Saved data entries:
________________________

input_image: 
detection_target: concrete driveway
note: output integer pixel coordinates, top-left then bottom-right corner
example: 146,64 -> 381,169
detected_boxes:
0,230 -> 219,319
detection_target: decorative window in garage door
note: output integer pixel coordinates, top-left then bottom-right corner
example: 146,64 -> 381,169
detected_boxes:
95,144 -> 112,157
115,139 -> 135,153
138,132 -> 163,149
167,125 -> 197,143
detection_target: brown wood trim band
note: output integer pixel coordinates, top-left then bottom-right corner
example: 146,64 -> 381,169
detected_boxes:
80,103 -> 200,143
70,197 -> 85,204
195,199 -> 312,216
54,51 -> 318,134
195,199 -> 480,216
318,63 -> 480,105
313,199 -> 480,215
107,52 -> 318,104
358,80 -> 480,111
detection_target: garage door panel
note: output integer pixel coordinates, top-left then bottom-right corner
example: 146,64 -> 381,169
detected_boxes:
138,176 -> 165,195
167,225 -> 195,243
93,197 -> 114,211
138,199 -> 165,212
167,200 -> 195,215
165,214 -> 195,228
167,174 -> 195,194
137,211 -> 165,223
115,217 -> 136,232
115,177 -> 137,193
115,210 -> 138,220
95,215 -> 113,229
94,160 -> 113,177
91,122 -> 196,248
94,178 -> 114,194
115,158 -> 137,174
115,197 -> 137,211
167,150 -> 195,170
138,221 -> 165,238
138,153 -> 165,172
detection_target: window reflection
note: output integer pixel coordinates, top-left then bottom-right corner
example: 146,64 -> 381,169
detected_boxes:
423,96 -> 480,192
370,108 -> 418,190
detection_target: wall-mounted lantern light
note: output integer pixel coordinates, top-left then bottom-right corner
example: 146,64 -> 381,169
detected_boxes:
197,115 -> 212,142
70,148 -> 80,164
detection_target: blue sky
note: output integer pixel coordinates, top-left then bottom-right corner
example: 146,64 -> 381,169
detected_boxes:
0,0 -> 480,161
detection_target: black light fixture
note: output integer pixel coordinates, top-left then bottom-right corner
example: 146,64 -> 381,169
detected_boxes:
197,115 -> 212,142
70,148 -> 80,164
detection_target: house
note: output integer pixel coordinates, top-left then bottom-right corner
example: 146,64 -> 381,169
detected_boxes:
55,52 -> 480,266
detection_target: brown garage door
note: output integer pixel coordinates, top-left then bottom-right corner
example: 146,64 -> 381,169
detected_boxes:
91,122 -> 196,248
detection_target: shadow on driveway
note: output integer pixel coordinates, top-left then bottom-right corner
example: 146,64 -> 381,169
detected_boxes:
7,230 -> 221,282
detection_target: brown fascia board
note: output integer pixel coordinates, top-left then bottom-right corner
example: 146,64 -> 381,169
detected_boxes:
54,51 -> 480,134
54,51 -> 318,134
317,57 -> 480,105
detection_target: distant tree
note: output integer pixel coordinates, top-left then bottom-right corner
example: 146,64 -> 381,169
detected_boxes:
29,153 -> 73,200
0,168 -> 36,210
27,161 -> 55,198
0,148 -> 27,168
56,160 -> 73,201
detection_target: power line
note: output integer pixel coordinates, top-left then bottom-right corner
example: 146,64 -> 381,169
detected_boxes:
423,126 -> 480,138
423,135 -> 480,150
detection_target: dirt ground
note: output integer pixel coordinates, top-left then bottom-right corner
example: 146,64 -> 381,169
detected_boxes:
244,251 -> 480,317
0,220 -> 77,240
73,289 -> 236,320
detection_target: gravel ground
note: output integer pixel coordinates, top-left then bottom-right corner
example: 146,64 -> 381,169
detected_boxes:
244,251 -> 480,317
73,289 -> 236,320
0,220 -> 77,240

________________________

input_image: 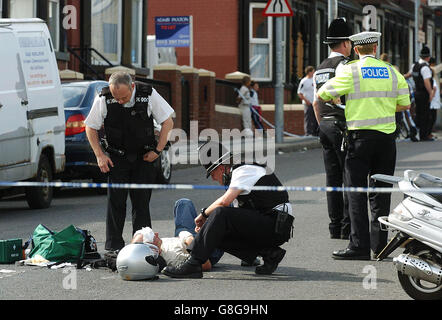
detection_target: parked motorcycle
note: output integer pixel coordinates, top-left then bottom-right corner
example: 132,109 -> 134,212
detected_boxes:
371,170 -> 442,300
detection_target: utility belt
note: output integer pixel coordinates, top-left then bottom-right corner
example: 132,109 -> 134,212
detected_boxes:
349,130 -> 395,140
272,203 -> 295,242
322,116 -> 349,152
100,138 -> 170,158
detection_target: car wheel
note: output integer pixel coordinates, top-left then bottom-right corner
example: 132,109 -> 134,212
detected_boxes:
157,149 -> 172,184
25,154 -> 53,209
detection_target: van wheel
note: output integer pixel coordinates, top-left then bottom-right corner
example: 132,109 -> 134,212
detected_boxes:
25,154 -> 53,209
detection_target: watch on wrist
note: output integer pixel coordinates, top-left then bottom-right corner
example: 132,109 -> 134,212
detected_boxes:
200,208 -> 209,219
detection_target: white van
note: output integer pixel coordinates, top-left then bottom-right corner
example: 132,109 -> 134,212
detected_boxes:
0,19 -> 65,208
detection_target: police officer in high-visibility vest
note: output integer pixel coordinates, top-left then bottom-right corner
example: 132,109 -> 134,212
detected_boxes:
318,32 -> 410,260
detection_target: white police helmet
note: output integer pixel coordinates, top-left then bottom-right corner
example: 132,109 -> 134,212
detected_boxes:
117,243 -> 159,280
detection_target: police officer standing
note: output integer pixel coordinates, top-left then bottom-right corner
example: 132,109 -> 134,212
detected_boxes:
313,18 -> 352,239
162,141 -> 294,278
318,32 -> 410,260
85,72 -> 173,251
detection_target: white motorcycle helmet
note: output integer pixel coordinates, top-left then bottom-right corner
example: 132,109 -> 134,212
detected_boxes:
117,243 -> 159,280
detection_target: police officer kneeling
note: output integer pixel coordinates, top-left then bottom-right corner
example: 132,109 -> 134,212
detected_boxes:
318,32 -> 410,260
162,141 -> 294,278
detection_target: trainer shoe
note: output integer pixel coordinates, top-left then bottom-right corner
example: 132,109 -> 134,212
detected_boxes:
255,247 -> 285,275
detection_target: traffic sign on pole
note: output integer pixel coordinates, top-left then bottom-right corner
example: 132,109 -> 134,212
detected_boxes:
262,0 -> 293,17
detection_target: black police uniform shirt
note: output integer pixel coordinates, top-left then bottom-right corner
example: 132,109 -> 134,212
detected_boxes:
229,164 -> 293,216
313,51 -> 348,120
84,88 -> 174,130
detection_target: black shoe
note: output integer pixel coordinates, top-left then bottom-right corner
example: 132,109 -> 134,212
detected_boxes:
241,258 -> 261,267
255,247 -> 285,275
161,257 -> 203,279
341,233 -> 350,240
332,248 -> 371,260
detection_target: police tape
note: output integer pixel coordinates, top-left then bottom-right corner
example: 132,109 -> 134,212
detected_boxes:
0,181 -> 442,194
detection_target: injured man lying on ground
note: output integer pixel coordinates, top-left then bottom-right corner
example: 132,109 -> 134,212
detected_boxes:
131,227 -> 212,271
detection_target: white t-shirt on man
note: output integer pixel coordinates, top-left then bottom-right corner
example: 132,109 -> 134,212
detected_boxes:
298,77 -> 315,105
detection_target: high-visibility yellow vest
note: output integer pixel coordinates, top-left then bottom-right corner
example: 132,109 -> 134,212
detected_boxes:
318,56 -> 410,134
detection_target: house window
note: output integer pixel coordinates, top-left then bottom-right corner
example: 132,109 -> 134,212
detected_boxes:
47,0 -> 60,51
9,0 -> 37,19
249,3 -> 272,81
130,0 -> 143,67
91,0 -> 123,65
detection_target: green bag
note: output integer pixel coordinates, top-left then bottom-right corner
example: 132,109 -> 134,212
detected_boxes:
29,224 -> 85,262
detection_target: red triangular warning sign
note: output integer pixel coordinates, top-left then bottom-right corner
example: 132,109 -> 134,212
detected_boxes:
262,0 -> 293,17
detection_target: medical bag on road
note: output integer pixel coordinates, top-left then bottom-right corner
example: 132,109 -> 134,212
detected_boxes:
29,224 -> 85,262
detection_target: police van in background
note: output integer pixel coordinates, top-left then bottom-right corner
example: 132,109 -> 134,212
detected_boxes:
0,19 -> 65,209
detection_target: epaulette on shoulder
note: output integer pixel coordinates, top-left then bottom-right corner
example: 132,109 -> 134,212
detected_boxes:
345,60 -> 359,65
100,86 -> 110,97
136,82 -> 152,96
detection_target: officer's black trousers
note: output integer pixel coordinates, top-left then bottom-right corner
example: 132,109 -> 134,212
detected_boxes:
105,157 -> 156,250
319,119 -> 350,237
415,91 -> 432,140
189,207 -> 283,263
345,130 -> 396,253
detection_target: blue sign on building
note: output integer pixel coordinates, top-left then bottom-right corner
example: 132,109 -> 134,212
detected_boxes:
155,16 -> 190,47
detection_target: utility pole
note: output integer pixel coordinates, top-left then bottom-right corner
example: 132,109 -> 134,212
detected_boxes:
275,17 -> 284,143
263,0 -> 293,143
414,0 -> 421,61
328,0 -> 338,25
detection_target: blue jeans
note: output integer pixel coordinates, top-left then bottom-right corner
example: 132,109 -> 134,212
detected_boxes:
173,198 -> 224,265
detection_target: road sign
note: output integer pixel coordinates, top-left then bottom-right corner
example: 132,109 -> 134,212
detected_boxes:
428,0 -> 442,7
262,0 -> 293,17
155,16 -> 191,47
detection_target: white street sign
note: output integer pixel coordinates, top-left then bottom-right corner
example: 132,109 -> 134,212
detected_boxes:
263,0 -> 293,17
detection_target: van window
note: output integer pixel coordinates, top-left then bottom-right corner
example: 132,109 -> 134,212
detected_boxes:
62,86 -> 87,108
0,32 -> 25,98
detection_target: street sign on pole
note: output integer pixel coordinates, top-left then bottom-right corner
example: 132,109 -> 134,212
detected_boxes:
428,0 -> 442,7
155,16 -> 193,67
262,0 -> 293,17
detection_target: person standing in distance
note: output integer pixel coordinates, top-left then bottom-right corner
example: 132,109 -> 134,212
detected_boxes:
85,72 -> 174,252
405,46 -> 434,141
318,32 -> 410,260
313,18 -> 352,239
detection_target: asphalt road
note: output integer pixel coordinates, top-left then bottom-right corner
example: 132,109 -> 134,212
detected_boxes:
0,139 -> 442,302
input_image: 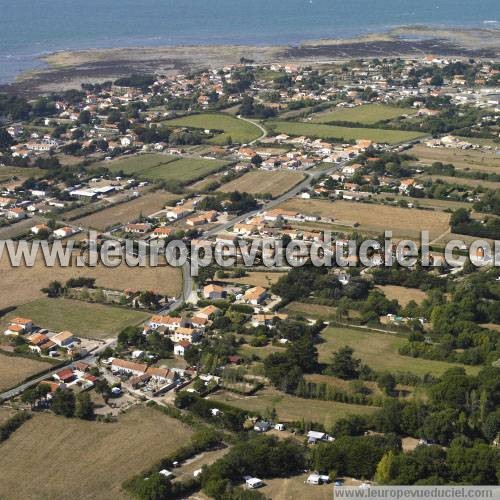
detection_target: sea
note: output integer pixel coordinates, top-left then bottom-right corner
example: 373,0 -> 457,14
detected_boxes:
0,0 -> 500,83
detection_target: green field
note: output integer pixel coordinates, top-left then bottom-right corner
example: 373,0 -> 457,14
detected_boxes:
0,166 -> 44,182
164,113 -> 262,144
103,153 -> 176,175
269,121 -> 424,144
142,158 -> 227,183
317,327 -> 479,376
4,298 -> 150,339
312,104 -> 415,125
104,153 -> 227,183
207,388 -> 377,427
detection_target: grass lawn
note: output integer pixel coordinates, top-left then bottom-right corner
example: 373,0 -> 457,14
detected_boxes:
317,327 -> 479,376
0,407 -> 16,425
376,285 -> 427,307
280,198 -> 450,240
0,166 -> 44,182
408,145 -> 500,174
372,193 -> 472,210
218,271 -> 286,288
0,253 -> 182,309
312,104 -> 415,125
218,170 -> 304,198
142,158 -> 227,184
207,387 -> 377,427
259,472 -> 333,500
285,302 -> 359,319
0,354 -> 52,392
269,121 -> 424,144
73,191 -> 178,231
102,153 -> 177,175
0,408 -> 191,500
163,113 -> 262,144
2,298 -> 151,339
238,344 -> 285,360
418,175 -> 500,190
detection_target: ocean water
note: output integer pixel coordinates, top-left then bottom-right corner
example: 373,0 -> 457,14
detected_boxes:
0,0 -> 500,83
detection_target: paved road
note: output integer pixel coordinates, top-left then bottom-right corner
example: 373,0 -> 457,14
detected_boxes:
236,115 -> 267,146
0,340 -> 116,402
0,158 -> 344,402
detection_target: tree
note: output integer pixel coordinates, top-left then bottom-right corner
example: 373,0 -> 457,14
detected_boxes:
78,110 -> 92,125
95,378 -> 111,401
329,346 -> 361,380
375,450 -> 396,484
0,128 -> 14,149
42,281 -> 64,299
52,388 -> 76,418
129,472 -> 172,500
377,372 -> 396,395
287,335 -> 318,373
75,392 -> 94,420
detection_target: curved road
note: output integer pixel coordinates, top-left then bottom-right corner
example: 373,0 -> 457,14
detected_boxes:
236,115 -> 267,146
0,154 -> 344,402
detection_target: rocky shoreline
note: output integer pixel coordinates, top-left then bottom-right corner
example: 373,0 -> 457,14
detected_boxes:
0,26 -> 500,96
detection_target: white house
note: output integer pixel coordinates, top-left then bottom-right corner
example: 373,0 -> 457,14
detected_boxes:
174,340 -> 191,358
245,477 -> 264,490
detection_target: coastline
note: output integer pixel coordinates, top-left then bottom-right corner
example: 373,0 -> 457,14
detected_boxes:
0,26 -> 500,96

________________________

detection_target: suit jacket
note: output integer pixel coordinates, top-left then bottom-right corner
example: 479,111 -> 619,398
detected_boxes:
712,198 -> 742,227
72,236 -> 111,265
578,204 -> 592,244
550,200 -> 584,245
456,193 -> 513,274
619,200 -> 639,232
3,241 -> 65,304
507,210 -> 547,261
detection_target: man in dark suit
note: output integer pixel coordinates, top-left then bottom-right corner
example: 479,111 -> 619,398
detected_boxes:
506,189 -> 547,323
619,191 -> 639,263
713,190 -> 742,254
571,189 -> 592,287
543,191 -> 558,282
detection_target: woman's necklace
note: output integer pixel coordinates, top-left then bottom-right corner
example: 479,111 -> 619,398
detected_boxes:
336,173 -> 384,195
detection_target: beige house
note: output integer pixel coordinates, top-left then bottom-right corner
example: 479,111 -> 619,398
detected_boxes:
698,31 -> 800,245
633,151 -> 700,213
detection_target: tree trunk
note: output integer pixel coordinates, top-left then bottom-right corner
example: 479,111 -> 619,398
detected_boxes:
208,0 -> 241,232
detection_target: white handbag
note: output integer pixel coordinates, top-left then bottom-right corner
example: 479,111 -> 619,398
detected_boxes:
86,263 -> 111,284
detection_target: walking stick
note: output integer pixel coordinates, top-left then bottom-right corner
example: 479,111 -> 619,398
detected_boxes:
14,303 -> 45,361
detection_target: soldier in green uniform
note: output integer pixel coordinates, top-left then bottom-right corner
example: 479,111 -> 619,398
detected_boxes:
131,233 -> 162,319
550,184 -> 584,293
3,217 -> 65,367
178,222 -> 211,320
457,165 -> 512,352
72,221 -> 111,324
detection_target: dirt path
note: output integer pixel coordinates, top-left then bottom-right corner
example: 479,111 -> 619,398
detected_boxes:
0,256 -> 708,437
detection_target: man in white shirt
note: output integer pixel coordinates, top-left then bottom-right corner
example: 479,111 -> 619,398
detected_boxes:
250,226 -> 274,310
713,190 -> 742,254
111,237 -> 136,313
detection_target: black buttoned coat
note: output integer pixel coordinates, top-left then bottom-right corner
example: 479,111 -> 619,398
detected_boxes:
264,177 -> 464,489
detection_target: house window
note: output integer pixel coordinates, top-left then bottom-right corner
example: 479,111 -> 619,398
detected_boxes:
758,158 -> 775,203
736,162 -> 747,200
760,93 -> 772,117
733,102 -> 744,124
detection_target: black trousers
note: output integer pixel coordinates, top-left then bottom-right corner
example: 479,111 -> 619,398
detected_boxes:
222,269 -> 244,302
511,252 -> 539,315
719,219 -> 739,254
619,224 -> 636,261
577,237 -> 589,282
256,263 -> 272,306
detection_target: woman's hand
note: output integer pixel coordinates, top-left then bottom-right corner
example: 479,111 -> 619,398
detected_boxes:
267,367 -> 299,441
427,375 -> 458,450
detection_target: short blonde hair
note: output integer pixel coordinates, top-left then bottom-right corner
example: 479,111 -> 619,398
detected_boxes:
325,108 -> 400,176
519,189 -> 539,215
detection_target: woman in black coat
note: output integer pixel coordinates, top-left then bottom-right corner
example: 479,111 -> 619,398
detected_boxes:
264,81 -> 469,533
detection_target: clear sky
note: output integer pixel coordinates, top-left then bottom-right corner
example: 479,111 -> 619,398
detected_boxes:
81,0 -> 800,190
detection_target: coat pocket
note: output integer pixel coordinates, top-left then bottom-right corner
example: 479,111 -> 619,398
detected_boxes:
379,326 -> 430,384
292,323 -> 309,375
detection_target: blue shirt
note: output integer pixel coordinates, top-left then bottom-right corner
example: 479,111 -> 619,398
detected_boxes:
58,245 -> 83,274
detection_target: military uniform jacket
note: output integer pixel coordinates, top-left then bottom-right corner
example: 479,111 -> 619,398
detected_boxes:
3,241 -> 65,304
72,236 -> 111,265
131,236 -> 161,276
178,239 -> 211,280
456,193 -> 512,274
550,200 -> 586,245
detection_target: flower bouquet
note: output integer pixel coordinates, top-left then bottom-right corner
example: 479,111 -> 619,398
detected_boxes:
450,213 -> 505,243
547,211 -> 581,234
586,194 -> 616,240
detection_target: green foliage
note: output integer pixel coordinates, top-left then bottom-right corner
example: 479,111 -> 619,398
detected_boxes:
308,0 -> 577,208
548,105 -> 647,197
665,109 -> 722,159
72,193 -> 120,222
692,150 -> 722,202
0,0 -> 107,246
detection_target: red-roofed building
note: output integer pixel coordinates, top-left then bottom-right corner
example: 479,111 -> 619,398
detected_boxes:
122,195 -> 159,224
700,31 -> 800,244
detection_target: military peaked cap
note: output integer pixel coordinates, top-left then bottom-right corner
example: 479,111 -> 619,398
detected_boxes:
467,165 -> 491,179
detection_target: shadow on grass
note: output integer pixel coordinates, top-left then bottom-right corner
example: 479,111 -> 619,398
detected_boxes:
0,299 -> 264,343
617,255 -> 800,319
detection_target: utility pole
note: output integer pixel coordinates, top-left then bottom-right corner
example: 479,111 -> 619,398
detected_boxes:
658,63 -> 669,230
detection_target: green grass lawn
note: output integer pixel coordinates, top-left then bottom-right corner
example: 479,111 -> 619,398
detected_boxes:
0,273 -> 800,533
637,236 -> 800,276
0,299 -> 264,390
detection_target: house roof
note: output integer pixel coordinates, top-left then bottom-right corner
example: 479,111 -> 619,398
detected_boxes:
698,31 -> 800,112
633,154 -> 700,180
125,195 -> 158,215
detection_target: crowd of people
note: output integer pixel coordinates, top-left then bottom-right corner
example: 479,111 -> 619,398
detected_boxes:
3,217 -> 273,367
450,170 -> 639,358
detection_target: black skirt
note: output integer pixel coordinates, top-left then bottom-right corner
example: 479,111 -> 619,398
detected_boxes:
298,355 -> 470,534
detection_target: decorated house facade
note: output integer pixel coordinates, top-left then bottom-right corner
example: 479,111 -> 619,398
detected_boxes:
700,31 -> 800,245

________________________

▶ _Your objective_
Can you copy everything from the line containing "detection_target: crowd of people" down to the line containing "450,170 -> 639,358", both lines included?

▶ _Task response_
detection_target: crowd of people
note: output integer pixel coordinates, top-left then bottom-right corner
example: 479,111 -> 619,398
detected_boxes:
3,217 -> 273,367
450,170 -> 639,358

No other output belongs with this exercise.